* _Material_:
○ ○ ○ ○ ○ ○ ○
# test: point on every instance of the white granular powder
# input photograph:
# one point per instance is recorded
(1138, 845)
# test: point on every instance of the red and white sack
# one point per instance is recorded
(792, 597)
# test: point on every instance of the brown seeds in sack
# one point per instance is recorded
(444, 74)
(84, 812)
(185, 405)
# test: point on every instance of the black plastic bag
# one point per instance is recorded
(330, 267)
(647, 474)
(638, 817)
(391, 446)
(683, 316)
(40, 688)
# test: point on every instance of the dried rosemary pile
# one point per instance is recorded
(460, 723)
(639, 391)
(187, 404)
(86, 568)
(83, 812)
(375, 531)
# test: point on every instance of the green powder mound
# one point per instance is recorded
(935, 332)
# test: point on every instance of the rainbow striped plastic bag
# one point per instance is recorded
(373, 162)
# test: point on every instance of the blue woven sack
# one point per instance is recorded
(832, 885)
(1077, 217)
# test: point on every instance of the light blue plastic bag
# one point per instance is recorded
○ ○ ○ ○ ○ ○ ○
* _Aim of the exercise_:
Please copy the part of the records that opens with the line containing "# test: point on every instance of the green" and continues through the end of the records, reproducing each line without any change.

* _Result below_:
# test: point on every instance of the green powder mound
# one point per instance is recorded
(935, 332)
# test: point on every instance of the rainbow striped plastic bag
# one point per instance is recorded
(373, 162)
# test: point on every instance of the blue woven sack
# one point per instance is recorded
(832, 885)
(1077, 217)
# test: point on every instance of the light blue plastic bag
# one point per instance is recorded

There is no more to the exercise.